## WHAT THE TASK ASKS:
Track down each line below containing the string "segment" and copy it.

━━━━━ GIVEN RECORDS

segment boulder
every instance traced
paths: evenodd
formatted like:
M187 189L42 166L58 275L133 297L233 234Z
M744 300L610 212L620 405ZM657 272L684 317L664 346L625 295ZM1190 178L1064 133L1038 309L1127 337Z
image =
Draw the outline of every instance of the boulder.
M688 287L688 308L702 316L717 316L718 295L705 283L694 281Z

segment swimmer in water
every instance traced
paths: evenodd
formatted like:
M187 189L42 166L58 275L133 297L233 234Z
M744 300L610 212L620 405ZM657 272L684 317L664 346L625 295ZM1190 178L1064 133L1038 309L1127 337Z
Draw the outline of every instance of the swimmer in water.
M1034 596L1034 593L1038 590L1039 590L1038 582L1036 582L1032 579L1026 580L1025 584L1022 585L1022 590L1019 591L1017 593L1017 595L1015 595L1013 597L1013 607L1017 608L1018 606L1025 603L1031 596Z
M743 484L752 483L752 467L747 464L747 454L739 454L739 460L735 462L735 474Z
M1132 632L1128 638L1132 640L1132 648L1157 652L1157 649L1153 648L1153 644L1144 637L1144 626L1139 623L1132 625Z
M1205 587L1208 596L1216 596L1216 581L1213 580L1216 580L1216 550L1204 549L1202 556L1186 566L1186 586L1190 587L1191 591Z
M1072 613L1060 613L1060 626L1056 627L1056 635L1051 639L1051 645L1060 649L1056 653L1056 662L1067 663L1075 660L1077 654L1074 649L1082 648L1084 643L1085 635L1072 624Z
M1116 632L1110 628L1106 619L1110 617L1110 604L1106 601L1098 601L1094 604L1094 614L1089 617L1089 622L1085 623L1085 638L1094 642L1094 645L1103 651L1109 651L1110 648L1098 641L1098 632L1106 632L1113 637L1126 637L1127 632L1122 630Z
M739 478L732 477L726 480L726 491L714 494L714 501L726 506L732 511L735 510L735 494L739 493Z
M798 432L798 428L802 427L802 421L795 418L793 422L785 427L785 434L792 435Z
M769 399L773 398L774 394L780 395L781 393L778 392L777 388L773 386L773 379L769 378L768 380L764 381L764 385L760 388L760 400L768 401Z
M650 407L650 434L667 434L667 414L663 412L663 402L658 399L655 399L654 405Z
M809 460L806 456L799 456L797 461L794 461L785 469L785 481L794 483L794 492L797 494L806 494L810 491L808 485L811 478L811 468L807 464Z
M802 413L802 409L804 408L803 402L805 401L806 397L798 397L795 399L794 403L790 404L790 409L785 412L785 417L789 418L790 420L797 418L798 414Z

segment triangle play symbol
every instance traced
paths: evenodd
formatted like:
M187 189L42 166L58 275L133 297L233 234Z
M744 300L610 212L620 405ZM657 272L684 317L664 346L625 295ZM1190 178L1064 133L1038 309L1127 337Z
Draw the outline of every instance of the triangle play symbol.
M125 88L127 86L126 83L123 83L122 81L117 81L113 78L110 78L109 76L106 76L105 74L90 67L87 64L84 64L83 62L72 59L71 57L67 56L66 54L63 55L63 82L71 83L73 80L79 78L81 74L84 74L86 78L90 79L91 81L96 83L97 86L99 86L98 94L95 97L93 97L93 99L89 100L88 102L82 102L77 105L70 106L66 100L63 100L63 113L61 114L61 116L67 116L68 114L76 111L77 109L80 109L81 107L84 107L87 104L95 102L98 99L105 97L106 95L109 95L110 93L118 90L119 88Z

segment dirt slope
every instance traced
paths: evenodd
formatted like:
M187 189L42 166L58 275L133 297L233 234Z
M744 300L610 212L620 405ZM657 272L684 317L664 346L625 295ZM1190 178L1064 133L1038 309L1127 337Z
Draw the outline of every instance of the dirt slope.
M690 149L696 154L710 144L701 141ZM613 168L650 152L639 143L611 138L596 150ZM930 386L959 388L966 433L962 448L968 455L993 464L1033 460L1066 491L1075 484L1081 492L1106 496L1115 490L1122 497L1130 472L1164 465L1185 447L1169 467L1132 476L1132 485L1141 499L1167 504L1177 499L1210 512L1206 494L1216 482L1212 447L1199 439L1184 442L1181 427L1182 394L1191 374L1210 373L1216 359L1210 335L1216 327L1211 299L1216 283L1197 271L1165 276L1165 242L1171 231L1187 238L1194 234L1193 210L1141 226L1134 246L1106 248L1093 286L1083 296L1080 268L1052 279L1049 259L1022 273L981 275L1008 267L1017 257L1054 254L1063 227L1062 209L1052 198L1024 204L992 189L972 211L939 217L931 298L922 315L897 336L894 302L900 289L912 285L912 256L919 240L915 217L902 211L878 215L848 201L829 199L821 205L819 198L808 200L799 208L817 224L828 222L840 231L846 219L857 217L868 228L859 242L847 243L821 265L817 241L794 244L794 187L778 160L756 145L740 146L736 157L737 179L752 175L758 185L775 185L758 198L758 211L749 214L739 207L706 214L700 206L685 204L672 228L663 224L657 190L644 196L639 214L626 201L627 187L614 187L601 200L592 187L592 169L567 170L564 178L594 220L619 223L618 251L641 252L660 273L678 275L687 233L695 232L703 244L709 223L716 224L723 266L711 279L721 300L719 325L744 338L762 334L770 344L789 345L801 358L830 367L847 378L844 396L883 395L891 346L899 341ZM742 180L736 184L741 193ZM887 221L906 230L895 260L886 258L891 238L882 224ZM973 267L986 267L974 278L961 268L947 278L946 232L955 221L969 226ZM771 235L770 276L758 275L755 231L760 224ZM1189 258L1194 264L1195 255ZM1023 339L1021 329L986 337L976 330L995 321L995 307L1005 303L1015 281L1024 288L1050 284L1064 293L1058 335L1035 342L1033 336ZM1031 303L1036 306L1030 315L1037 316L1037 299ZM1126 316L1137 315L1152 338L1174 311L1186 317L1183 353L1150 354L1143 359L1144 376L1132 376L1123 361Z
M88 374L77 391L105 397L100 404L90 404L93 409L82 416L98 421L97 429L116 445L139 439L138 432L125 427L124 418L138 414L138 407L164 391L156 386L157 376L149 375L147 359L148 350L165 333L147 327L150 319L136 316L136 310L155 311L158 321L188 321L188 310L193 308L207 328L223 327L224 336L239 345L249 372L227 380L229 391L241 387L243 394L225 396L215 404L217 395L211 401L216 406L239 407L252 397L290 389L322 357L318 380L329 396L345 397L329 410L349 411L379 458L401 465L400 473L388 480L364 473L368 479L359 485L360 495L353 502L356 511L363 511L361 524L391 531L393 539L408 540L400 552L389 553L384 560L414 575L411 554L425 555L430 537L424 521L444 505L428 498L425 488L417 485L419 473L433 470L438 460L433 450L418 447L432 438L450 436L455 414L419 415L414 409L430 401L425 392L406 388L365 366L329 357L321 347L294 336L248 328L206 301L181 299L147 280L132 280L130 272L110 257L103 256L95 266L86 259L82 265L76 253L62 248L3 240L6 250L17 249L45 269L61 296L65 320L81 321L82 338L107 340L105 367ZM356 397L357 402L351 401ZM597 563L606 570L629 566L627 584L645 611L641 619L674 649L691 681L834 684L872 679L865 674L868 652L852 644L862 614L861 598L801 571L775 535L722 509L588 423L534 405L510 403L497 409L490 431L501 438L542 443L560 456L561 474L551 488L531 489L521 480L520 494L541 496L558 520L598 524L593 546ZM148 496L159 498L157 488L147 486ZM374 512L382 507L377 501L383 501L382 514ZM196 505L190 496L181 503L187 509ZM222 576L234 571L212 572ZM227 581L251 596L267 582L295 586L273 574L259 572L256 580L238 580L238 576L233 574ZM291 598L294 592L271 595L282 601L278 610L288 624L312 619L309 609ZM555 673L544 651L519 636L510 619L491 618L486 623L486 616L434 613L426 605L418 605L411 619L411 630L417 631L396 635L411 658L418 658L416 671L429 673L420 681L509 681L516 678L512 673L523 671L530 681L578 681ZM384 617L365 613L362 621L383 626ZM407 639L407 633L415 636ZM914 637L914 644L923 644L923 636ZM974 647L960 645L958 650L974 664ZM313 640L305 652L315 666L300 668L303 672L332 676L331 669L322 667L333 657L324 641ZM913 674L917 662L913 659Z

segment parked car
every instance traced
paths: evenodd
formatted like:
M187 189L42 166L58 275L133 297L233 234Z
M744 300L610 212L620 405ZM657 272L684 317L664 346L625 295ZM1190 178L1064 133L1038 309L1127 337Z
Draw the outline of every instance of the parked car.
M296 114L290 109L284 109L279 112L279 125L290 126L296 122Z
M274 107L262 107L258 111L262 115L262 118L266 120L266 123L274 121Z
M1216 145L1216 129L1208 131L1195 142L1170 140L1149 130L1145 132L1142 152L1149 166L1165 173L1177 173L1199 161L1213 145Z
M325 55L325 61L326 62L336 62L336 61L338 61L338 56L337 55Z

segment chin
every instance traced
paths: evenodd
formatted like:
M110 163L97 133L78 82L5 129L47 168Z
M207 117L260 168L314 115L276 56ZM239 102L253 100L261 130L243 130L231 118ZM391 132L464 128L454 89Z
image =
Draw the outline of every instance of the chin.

━━━━━━━━━━

## EXERCISE ANSWER:
segment boulder
segment swimmer in water
segment triangle play symbol
segment dirt slope
segment parked car
segment chin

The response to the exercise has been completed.